[Point annotation records]
◆ ◆ ◆ ◆

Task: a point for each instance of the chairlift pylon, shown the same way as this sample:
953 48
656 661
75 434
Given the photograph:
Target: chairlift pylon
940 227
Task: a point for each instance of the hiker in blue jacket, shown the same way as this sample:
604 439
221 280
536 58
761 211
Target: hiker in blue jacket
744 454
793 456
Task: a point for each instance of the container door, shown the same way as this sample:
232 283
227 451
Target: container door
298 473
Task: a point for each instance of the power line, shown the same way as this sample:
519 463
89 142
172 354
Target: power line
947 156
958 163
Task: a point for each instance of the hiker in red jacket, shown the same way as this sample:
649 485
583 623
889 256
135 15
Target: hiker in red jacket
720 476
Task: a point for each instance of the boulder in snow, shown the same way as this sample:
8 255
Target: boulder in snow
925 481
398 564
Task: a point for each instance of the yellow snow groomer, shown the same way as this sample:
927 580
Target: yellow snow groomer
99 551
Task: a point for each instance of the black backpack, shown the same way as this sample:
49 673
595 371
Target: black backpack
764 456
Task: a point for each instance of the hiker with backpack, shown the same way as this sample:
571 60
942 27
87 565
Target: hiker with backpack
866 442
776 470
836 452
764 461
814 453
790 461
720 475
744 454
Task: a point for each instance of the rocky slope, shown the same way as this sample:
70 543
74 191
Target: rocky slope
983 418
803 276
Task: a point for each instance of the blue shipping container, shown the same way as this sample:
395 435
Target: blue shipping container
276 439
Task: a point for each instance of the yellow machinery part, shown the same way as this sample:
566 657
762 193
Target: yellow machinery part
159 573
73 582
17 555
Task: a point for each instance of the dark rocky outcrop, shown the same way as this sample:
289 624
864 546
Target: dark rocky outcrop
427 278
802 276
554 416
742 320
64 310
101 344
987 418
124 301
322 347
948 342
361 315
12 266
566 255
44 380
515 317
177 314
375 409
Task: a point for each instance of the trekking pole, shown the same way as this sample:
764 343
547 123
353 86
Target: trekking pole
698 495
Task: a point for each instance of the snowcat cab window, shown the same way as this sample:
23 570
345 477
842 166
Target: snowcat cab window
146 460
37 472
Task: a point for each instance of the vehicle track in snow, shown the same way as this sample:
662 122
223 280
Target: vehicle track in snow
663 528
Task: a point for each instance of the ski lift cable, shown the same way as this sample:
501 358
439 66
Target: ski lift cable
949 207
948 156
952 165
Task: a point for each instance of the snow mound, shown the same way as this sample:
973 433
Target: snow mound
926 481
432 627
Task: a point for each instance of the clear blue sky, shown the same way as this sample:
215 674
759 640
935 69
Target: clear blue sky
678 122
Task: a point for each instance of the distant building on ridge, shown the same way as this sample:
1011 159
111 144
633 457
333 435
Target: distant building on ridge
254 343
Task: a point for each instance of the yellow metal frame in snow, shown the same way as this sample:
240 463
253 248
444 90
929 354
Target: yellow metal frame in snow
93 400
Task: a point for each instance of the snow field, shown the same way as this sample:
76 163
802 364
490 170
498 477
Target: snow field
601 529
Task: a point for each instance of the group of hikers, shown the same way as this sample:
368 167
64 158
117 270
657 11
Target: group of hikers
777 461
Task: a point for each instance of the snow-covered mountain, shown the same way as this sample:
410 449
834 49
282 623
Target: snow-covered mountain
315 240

◆ ◆ ◆ ◆

Copy out every line of the listing unchanged, starting at the line that contains "Task: a point for each instance of the group" and running through to the end of the listing.

__Answer in full__.
Task: a point for each instance of the group of hikers, shown the same way as this sample:
368 167
64 158
117 270
657 11
Target: group of hikers
777 461
Task: a point for each instance of the snow-covered mountain, shown the same way as this sample:
410 449
834 49
282 623
Target: snow-covered mountain
315 240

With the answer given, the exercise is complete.